= YOUR GOAL =
Answer these from the article on innate lymphoid cells below.
1. In which journal was the study published?
2. Besides the development of lymphoid organs such as lymph nodes, what are type 3 ILCs essential for?
3. What happened to the immune responses of mice whose ILC3s lacked MHC molecules?

= SELECTED EXTRACT =
Researchers at University of Basel have found that innate lymphoid cells that are activated during inflammation induce specific T and B cell responses and these cells can prove to be an important target in developing new treatments for infection and chronic inflammation, a new study published in the journal PNAS reveals.
Innate lymphoid cells (ILCs) are immune cells that regulate early immune responses against viruses, bacteria and parasites through the release of soluble factors. These cells can be classified into three subsets that each have various functions. Type 3 ILCs (ILC3s) are in addition essential for the development of lymphoid organs such as lymph nodes and for tissue repair.
ILC3s internalize antigen and induce T cell responses
The research group lead by Prof. Daniela Finke found that ILC3s take up antigens and present these via so-called MHC molecules on their surface. Specific T cells then recognize these antigen-loaded MHC molecules and induce immune responses. The importance of this interaction between ILC3s and T cells for the immune defense was shown in mice that were lacking the MHC molecules on their ILC3s. These animals had severely reduced T and B cell immune responses.
Inflammatory signals activate ILC3s
So far, scientists assumed that ILC3s decreased T cell responses because they were lacking certain additional receptors required for efficient T cell stimulation. The research group of Prof. Finke was able to show for the first time that these important costimulatory receptors are produced by ILC3s when they are activated through inflammatory signals such as the soluble factor IL-1β. Moreover, ILC3s then produce factors that promote T cell responses.
The results of the Basel research team open up new ways for improving immune responses after vaccination and for preventing harmful immune responses for example during chronic inflammation.

= MATERIAL SHOWN =
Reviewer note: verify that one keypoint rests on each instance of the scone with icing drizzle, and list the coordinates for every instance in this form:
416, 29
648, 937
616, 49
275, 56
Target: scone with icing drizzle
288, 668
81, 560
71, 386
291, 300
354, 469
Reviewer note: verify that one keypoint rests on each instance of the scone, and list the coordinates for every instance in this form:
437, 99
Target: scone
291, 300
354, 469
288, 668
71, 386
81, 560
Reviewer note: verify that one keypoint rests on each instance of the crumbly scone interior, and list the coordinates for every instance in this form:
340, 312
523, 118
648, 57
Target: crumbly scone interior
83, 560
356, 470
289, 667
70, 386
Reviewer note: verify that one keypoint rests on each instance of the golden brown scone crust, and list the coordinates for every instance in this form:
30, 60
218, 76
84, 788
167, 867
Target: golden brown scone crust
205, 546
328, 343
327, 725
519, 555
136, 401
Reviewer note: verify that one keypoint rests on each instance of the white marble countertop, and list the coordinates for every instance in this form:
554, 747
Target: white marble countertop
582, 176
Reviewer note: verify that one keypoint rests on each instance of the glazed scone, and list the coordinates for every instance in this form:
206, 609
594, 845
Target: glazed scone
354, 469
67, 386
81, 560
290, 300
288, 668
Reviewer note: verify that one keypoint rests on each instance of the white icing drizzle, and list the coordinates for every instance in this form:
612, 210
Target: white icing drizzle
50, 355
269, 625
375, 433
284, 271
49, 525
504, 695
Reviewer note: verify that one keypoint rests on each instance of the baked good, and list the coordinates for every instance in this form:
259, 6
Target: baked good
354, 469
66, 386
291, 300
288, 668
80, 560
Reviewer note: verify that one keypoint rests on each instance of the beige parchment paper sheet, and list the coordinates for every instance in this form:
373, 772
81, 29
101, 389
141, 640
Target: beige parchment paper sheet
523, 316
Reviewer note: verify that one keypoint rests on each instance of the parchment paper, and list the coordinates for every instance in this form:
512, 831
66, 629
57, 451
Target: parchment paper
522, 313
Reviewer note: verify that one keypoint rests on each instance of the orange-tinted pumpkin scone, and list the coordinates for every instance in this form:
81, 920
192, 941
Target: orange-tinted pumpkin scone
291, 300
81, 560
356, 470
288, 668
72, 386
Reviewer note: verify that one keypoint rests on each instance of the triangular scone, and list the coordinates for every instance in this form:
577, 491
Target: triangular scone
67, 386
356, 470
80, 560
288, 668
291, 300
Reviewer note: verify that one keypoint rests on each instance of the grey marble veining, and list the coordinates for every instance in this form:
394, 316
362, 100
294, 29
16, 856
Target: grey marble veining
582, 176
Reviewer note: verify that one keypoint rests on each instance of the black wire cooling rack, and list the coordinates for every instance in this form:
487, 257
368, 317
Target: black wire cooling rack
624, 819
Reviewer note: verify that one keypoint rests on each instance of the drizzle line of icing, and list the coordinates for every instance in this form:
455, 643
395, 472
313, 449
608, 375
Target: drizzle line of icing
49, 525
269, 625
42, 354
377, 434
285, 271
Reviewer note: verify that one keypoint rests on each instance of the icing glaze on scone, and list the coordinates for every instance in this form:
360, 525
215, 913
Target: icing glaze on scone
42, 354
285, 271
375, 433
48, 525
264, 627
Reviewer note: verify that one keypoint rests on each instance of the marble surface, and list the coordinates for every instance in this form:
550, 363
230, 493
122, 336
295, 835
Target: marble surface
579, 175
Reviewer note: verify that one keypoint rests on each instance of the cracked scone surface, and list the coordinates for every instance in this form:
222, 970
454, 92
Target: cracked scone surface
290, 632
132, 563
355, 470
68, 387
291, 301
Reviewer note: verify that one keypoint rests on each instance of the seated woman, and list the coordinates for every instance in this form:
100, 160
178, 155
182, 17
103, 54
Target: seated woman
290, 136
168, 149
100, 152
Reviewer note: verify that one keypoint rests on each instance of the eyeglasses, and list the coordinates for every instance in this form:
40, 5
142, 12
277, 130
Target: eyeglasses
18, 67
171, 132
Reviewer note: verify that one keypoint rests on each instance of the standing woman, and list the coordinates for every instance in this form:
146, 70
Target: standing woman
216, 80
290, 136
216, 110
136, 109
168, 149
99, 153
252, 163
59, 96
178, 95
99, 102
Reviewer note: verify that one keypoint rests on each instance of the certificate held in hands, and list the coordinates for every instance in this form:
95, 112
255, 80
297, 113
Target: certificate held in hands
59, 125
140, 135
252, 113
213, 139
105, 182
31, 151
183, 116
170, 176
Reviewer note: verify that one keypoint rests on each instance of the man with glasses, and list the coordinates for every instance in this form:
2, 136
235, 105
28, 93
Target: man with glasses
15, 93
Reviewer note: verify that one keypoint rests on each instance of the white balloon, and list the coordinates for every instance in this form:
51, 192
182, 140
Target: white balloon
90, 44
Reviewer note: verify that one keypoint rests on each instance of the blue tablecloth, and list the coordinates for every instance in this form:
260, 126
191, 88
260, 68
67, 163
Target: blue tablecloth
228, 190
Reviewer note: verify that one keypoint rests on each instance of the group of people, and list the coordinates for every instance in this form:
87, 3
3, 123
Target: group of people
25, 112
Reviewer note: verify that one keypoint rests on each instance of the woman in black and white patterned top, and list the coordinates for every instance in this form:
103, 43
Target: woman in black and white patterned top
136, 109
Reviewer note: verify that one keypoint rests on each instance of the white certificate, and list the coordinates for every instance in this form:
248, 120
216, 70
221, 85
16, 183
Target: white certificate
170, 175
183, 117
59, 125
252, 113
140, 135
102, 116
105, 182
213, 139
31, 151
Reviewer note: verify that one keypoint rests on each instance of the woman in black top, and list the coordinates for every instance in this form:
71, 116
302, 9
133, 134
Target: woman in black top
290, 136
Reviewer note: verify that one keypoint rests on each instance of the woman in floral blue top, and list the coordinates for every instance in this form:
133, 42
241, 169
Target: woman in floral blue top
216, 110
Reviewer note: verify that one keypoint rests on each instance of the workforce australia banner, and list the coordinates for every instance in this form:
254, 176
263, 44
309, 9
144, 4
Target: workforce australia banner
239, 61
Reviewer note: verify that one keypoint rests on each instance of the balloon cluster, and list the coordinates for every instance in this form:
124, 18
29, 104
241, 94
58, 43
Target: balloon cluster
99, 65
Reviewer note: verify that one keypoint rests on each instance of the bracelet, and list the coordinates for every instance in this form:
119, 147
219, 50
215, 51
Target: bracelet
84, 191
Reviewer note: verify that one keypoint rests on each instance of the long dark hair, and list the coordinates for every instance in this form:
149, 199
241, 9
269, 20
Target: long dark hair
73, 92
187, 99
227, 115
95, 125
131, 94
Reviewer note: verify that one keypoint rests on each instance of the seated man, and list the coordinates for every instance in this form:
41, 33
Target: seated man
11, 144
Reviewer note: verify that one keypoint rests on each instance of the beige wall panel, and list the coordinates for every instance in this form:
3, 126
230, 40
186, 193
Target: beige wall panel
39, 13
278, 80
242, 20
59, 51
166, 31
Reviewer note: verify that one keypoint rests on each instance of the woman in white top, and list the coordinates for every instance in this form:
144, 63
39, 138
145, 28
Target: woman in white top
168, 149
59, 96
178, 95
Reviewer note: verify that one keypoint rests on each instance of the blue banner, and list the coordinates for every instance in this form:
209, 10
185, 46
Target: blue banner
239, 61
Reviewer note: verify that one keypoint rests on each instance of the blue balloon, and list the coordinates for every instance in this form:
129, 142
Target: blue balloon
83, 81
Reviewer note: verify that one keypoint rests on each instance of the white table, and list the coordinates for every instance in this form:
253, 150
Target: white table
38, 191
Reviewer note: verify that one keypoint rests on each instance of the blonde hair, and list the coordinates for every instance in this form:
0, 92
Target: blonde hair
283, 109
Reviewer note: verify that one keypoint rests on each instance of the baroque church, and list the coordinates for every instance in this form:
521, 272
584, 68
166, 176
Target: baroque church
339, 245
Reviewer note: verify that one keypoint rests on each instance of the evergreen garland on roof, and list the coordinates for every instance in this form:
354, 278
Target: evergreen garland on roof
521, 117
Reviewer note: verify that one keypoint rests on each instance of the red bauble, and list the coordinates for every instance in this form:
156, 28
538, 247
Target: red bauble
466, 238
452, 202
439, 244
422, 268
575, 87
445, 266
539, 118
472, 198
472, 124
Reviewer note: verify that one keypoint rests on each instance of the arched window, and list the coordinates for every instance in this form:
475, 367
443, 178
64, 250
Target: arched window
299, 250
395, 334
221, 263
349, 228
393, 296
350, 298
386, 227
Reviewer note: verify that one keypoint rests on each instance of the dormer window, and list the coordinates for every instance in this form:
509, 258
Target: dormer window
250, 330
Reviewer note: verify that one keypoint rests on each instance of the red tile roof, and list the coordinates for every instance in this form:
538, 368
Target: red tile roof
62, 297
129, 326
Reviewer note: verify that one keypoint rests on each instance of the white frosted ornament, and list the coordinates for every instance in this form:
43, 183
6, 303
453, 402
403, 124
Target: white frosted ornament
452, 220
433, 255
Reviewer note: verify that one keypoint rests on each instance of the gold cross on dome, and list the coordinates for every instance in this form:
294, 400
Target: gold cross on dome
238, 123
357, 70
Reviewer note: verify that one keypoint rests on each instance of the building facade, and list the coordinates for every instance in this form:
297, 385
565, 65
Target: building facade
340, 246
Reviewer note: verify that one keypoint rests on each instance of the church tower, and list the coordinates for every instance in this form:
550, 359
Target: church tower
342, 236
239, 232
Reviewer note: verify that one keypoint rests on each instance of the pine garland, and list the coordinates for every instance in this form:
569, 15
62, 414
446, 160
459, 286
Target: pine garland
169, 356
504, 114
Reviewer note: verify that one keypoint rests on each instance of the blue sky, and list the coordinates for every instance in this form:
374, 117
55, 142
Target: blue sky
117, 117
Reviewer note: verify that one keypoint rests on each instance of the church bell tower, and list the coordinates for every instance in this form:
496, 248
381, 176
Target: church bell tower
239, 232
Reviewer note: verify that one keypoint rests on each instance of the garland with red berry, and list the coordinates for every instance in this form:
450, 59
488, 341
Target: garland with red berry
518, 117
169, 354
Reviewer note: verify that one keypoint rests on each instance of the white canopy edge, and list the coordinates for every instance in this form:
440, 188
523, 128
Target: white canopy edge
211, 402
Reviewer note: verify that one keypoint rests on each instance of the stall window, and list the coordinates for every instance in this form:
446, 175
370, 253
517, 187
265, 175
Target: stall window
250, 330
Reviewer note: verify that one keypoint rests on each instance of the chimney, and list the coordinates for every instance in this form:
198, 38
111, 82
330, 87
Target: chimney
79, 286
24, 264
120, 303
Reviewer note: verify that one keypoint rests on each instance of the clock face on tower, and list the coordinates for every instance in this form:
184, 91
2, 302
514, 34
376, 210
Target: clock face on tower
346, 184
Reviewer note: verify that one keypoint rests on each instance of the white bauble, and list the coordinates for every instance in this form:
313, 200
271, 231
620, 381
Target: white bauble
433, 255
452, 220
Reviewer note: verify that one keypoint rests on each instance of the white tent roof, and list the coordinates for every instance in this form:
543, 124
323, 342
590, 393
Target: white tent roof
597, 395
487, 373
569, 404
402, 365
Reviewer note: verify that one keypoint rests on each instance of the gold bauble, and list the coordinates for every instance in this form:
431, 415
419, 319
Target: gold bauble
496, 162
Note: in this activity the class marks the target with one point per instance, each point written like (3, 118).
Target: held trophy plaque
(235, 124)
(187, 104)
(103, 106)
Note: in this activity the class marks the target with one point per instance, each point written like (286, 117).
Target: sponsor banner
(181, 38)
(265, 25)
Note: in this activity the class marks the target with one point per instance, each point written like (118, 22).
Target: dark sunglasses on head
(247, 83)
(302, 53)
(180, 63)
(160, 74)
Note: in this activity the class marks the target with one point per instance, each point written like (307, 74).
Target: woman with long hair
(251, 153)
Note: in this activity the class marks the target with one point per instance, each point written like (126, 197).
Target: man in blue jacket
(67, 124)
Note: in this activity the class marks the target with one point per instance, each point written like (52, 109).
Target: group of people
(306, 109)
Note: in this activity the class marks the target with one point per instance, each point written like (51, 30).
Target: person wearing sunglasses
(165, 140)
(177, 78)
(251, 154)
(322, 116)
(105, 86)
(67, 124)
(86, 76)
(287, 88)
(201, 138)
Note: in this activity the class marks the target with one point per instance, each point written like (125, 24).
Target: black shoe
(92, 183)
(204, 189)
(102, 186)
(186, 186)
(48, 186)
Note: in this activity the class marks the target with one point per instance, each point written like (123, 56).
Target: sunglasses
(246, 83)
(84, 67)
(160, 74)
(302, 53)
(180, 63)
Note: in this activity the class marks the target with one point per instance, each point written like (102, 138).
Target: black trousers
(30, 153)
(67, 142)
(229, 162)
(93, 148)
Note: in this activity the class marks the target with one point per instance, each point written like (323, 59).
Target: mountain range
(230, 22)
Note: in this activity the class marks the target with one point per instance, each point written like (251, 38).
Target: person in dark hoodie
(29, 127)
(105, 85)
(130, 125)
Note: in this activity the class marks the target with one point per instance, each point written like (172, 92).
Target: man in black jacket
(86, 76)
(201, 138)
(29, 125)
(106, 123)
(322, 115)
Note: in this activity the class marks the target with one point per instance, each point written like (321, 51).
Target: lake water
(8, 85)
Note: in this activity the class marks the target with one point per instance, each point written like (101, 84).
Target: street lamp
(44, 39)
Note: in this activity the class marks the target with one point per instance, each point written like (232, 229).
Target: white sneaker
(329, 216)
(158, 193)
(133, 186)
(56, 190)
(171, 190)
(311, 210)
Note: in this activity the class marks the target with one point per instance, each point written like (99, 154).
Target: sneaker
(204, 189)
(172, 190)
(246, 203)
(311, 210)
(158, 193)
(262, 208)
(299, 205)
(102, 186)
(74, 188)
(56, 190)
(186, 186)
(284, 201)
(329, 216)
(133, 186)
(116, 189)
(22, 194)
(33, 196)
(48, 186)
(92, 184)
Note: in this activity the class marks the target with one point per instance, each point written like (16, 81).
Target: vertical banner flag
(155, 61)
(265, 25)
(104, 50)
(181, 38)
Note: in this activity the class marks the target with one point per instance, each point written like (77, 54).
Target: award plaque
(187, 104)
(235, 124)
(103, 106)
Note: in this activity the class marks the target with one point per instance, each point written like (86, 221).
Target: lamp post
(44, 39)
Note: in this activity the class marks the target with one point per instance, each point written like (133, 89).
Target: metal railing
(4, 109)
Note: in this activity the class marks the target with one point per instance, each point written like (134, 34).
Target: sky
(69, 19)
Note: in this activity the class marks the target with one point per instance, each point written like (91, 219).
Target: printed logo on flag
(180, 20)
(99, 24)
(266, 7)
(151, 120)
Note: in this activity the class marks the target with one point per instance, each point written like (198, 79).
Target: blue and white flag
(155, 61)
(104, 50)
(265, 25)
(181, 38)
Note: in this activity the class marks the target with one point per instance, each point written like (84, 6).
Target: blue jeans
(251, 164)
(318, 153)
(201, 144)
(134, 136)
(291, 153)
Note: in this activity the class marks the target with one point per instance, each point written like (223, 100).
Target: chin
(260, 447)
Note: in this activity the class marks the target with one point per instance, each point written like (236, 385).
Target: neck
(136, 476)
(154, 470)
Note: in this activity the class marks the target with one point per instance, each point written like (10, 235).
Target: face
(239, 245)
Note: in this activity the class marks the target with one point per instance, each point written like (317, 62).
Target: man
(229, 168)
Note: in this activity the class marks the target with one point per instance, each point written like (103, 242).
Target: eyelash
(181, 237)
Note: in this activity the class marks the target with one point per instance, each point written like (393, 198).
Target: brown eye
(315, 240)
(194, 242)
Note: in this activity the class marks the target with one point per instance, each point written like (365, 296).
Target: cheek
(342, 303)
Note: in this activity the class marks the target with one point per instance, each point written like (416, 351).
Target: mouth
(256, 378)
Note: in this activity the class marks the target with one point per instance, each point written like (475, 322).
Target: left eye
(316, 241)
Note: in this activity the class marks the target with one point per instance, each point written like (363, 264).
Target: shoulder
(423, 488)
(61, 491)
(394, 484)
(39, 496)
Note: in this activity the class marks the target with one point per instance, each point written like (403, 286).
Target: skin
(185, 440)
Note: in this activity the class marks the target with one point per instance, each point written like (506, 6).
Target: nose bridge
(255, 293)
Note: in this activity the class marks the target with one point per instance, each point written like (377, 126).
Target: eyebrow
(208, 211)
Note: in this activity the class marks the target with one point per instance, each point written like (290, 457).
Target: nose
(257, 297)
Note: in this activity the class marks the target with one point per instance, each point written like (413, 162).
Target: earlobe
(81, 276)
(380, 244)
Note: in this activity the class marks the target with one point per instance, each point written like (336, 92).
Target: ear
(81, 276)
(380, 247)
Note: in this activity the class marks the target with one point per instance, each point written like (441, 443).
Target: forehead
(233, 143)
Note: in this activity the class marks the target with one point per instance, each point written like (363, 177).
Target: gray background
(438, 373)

= ANSWER TO THIS PROBLEM =
1. PNAS
2. Tissue repair
3. Their T and B cell immune responses were severely reduced.